[Work instructions] Drop the images; return everything else in the listing below exactly.

[Dataset items]
#####

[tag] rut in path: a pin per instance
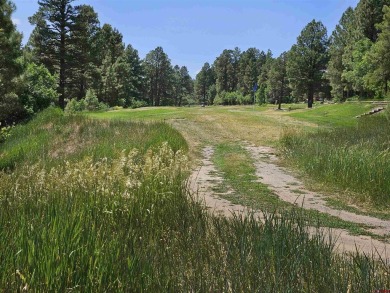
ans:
(204, 179)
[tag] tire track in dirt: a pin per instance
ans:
(286, 186)
(204, 179)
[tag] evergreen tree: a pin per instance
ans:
(307, 61)
(226, 68)
(158, 70)
(251, 62)
(203, 83)
(277, 79)
(262, 92)
(83, 62)
(368, 14)
(342, 36)
(378, 75)
(182, 84)
(51, 39)
(10, 44)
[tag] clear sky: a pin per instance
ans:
(194, 32)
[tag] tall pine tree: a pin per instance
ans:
(50, 39)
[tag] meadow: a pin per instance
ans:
(91, 205)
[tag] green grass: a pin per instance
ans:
(88, 222)
(333, 115)
(236, 166)
(53, 137)
(350, 158)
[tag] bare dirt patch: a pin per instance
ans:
(205, 177)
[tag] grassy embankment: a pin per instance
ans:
(100, 216)
(352, 156)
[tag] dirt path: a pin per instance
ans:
(286, 186)
(204, 178)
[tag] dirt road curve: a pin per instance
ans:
(283, 184)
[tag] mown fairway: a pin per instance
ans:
(103, 205)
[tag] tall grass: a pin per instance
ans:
(353, 158)
(128, 224)
(53, 137)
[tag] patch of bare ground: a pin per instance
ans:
(205, 178)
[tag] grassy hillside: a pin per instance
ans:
(112, 213)
(353, 158)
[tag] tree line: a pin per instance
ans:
(71, 58)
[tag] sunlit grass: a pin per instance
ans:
(355, 158)
(103, 206)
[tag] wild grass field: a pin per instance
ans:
(103, 204)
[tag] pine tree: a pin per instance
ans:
(50, 39)
(307, 61)
(10, 44)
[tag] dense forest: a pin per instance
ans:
(73, 61)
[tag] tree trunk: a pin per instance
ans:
(310, 97)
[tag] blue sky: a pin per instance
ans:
(194, 32)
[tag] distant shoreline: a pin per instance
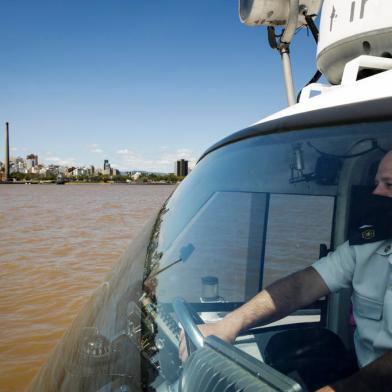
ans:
(86, 183)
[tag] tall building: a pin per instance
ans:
(31, 161)
(181, 168)
(106, 164)
(107, 170)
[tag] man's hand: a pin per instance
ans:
(222, 329)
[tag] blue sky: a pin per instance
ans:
(141, 83)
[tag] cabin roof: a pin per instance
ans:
(367, 100)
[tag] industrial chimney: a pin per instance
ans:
(7, 154)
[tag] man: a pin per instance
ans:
(365, 268)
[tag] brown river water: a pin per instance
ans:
(57, 242)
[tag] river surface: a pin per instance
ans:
(56, 245)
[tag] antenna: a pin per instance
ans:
(289, 14)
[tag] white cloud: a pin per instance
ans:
(94, 148)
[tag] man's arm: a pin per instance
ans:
(276, 301)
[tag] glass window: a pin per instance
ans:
(297, 226)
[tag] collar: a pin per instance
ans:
(385, 248)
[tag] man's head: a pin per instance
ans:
(383, 178)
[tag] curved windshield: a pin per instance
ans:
(250, 213)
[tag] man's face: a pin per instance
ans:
(383, 178)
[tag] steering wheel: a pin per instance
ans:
(187, 316)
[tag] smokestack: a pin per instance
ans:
(7, 153)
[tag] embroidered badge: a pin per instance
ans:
(368, 234)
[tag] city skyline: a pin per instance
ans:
(141, 84)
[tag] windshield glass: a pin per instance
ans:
(250, 212)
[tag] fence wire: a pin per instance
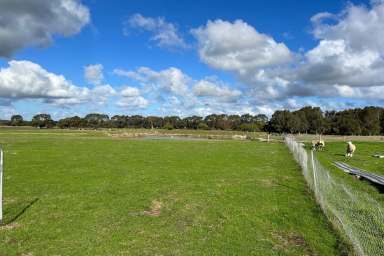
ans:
(355, 213)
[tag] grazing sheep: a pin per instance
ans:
(350, 149)
(318, 144)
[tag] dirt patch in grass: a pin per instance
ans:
(9, 226)
(292, 241)
(267, 183)
(155, 209)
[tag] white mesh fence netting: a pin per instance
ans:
(354, 212)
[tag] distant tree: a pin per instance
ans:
(370, 120)
(96, 120)
(192, 122)
(42, 121)
(71, 122)
(280, 121)
(16, 120)
(202, 126)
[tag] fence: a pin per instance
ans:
(353, 212)
(1, 186)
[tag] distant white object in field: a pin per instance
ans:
(318, 144)
(239, 137)
(350, 149)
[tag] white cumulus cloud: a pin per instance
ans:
(237, 46)
(94, 74)
(35, 22)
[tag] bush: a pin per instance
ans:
(203, 126)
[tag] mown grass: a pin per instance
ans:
(94, 195)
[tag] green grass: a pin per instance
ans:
(335, 151)
(85, 194)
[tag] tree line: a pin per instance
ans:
(311, 120)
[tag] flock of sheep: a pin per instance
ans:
(320, 145)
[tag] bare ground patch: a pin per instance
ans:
(155, 209)
(289, 241)
(9, 226)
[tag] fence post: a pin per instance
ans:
(1, 186)
(314, 173)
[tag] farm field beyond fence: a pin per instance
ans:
(79, 194)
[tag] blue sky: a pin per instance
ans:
(69, 57)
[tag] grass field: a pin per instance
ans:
(83, 193)
(335, 151)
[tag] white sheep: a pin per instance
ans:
(318, 144)
(350, 149)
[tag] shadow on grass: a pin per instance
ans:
(20, 213)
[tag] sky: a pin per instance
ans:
(72, 57)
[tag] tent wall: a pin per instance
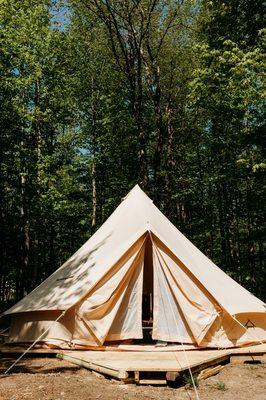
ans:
(27, 327)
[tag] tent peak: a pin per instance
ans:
(137, 190)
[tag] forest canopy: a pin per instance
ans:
(98, 95)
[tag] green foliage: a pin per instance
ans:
(93, 102)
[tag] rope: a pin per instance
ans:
(182, 344)
(248, 332)
(33, 344)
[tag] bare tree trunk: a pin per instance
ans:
(94, 196)
(25, 238)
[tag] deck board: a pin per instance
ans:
(168, 361)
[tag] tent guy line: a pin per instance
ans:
(116, 283)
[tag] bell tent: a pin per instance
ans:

#####

[Worked solution]
[tag] rut in path: a pin per instance
ans:
(204, 179)
[tag] tire track in dirt: a pin per instance
ans:
(286, 186)
(204, 179)
[tag] evergreen tree: a pin per instance
ans:
(307, 61)
(226, 68)
(158, 70)
(251, 62)
(203, 83)
(277, 79)
(262, 92)
(83, 62)
(368, 14)
(342, 36)
(378, 75)
(182, 84)
(51, 39)
(10, 44)
[tag] clear sky: a pin per instance
ans:
(194, 32)
[tag] tall pine tree: a pin per instance
ans:
(50, 39)
[tag] meadow: a pin per instance
ans:
(91, 205)
[tag] green grass: a pin per instance
ans:
(88, 222)
(333, 115)
(236, 166)
(53, 137)
(350, 158)
[tag] bare dirt patch: a pin per instance
ans:
(205, 177)
[tag] grassy embankment: a pin per instance
ans:
(100, 216)
(352, 156)
[tag] dirt path: a pin per instance
ans:
(286, 186)
(204, 178)
[tag] dirt road curve: a pin per instance
ans:
(283, 184)
[tag] mown fairway: a pin per instance
ans:
(103, 205)
[tag] tall grass: a pin per instance
ans:
(353, 158)
(128, 224)
(53, 137)
[tag] patch of bare ground: a pin per instance
ans:
(205, 178)
[tag] grassy hillside: a pin per instance
ans:
(112, 213)
(353, 158)
[tag] tree line: a pin per instance
ans:
(71, 58)
[tag] sunlit grass: a pin per instance
ans:
(355, 158)
(103, 206)
[tag] wild grass field: a pin per instance
ans:
(103, 204)
[tag] pine tree: a pin per instance
ans:
(50, 39)
(307, 61)
(10, 44)
[tag] dense forest: a pin per instance
ans:
(73, 61)
[tag] tree trunk: a pin per instance
ans:
(310, 97)
[tag] blue sky: a pin per instance
ans:
(194, 32)
[tag] distant shoreline: a pin per instance
ans:
(86, 183)
[tag] tall building: a pin per instance
ans:
(31, 161)
(181, 168)
(106, 164)
(107, 170)
[tag] man's hand: a pin per instance
ans:
(222, 329)
[tag] blue sky: a pin per instance
ans:
(141, 83)
[tag] cabin roof: a pin per instance
ans:
(367, 100)
[tag] industrial chimney: a pin per instance
ans:
(7, 154)
[tag] man: a pin per instance
ans:
(365, 268)
[tag] brown river water: a pin per instance
ans:
(57, 242)
[tag] river surface: a pin per instance
ans:
(56, 245)
[tag] antenna: a pin per instance
ans:
(289, 14)
[tag] white cloud: a pin per instance
ans:
(94, 148)
[tag] man's arm: a pin per instance
ans:
(276, 301)
[tag] glass window: a pin per instance
ans:
(297, 226)
[tag] collar: a pin per instance
ans:
(385, 248)
[tag] man's head: a pin per instance
ans:
(383, 178)
[tag] curved windshield: a pin per instance
ans:
(250, 213)
[tag] man's face: a pin per instance
ans:
(383, 178)
[tag] steering wheel: a pin per instance
ans:
(187, 316)
[tag] smokestack: a pin per instance
ans:
(7, 153)
[tag] embroidered badge: a pin per instance
ans:
(368, 234)
[tag] city skyline: a pin per instance
ans:
(141, 84)
[tag] windshield glass: a pin per instance
ans:
(250, 212)
[tag] fence wire: a pin per instance
ans:
(355, 213)
[tag] grazing sheep: a pin per instance
ans:
(350, 149)
(318, 144)
[tag] dirt patch in grass: a pin per instance
ans:
(9, 226)
(292, 241)
(267, 183)
(155, 209)
[tag] white mesh fence netting: a pin per instance
ans:
(354, 212)
[tag] distant tree: a pin per instance
ans:
(370, 120)
(96, 120)
(192, 122)
(42, 121)
(71, 122)
(280, 121)
(16, 120)
(202, 126)
[tag] fence: a pin per instance
ans:
(353, 212)
(1, 186)
[tag] distant white object in field: a pin per instance
ans:
(318, 144)
(239, 137)
(350, 149)
[tag] white cumulus cloud: a pin per instance
ans:
(237, 46)
(94, 74)
(35, 22)
[tag] bush: a pin per instance
ans:
(203, 126)
[tag] mown grass: a pin per instance
ans:
(94, 195)
[tag] green grass: a pin per instance
ans:
(335, 151)
(85, 194)
[tag] tree line: a pin per instance
ans:
(311, 120)
[tag] flock of sheep: a pin per instance
ans:
(320, 145)
[tag] bare ground patch: a pin per instance
ans:
(155, 209)
(289, 241)
(9, 226)
[tag] fence post: a pin per instance
ans:
(1, 186)
(314, 173)
[tag] farm field beyond fence: a pin per instance
ans:
(79, 194)
[tag] blue sky: a pin per instance
ans:
(69, 57)
[tag] grass field: a pin per instance
ans:
(83, 193)
(335, 151)
[tag] white sheep: a pin per instance
ans:
(318, 144)
(350, 149)
[tag] shadow on grass: a pin per instance
ans:
(20, 213)
[tag] sky: a pin per instance
ans:
(72, 57)
[tag] tent wall: a pin per instance
ans:
(27, 327)
[tag] tent peak: a pin per instance
ans:
(137, 190)
[tag] forest canopy: a pin per instance
ans:
(98, 95)
[tag] green foliage: a pin per instance
ans:
(93, 102)
[tag] rope: a pin per instance
ans:
(182, 344)
(248, 332)
(33, 344)
[tag] bare tree trunk: a pin per instance
ans:
(94, 196)
(25, 238)
[tag] deck board: a pin per instance
ans:
(168, 361)
[tag] tent guy line: a pin per instance
ans:
(116, 283)
[tag] bell tent: a pin per instance
ans:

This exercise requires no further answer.